• **Description of the task**: Can you update the rows below, from the line with "Locate every yellow flower in" up to and including the line with "0, 0, 460, 293", so that "yellow flower" becomes "white flower" and nothing else changes? Give back only those lines.

• **Records**:
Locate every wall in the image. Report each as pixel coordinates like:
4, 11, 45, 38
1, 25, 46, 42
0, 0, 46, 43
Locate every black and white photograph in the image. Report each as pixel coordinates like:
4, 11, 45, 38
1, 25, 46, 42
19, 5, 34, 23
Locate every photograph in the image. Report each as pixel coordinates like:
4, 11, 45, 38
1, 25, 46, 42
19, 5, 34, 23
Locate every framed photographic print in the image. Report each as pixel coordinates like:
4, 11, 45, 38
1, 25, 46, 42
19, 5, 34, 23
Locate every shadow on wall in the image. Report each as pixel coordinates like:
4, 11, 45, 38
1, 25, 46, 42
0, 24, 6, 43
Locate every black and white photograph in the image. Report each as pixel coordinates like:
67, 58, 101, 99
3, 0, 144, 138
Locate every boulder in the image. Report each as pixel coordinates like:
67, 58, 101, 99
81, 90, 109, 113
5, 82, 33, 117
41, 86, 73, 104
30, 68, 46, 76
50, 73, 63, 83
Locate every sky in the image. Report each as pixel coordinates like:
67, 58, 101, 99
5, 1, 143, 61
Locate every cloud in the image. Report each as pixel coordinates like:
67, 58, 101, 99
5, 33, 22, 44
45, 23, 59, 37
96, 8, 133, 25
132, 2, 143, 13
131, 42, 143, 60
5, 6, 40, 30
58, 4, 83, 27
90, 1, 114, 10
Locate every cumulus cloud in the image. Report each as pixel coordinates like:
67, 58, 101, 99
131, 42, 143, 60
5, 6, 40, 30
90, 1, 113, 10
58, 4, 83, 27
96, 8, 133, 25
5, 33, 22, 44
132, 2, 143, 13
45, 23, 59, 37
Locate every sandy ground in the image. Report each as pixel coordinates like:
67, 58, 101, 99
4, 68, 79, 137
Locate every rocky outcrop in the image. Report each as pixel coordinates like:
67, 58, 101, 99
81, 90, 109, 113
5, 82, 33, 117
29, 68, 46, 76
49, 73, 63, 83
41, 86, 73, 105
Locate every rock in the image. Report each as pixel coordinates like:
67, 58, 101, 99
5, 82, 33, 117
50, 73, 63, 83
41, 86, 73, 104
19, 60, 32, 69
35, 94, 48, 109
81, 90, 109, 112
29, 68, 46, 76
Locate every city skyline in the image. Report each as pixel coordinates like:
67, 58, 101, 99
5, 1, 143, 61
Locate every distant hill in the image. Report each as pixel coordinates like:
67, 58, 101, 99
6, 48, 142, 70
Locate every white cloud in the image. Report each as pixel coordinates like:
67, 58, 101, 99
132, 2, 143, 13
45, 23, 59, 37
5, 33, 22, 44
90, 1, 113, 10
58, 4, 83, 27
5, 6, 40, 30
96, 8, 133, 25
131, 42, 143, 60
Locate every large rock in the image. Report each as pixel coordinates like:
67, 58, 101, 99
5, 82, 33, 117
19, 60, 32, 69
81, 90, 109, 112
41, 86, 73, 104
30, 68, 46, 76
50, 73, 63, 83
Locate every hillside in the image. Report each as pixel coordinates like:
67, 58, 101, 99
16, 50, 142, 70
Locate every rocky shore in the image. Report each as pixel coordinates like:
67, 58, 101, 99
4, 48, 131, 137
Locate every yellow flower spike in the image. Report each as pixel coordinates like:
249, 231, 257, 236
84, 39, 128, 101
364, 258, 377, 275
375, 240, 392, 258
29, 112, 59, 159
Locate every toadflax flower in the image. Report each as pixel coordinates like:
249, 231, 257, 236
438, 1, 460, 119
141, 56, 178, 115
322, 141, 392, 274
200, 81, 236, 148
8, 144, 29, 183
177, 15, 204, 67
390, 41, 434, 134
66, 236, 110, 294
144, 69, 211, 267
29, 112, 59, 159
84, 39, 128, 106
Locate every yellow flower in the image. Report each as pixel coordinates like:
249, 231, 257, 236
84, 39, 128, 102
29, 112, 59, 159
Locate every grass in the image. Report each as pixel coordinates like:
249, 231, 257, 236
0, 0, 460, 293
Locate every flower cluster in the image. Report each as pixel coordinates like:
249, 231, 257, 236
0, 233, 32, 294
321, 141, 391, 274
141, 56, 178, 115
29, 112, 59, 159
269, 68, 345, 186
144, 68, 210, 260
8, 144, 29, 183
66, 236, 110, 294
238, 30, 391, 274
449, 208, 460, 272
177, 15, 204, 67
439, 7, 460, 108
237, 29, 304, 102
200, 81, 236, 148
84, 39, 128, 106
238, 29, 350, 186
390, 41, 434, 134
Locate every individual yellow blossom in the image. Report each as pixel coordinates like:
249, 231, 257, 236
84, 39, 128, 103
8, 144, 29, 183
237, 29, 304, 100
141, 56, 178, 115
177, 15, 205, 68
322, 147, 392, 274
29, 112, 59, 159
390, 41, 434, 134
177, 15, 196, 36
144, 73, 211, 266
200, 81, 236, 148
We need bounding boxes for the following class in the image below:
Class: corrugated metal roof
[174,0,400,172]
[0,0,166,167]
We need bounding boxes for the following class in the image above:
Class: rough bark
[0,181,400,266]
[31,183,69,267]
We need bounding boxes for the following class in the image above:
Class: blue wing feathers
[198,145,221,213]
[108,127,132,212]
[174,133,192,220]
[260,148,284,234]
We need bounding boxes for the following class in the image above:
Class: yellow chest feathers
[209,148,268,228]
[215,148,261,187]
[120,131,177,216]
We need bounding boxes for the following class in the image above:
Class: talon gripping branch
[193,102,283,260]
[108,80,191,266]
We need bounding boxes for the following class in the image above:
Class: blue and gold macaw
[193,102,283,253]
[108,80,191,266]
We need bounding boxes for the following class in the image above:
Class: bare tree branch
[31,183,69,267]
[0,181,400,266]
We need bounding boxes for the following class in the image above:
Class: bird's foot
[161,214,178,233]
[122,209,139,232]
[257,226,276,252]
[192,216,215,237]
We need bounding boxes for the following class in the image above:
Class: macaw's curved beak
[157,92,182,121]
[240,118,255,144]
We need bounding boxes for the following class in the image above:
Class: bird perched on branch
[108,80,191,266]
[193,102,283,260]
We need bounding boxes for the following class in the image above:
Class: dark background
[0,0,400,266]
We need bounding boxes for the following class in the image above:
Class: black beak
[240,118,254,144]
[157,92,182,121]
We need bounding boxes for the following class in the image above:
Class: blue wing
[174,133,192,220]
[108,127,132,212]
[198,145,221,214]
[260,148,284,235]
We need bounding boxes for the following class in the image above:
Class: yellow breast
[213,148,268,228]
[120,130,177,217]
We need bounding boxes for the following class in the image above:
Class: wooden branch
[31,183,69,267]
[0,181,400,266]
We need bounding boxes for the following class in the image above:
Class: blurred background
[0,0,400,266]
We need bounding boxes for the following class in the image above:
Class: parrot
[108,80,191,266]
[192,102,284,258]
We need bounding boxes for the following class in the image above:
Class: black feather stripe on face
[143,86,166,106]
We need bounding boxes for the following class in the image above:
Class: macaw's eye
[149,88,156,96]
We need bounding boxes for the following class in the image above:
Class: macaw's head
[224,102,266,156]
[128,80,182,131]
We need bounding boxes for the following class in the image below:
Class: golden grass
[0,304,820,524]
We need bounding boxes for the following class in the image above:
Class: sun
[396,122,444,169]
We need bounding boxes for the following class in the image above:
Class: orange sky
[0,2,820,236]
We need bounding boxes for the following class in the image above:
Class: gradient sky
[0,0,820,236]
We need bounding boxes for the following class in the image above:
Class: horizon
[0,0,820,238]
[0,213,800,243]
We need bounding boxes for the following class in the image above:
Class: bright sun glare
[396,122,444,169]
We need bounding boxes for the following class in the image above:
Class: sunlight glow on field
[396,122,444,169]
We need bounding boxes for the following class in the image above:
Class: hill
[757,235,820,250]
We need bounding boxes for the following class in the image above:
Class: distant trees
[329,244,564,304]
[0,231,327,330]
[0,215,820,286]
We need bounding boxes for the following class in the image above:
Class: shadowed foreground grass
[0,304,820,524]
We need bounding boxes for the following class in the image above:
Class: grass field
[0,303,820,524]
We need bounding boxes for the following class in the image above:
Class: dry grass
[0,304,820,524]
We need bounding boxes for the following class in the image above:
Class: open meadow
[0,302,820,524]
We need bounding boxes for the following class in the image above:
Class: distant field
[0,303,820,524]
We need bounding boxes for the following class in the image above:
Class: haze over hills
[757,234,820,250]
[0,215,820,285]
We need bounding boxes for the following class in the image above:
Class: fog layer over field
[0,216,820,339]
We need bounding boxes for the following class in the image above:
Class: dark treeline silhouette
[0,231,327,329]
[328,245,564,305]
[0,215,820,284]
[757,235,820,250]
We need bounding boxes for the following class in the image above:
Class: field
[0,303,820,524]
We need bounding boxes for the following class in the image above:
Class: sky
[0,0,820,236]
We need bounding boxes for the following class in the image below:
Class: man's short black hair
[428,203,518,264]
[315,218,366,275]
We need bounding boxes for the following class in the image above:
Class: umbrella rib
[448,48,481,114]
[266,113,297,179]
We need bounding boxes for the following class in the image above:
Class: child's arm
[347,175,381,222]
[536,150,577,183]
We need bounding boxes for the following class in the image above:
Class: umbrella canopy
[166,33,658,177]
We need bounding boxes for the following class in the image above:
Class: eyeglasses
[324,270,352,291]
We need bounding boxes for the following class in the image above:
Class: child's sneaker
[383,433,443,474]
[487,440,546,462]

• **Final answer**:
Locate every white flower in the image. Report each as pixel coordinates like:
249, 231, 257, 236
84, 39, 128, 102
29, 112, 59, 159
Locate every grass in the image. Report each as pixel coordinates like:
249, 231, 257, 236
0, 0, 460, 293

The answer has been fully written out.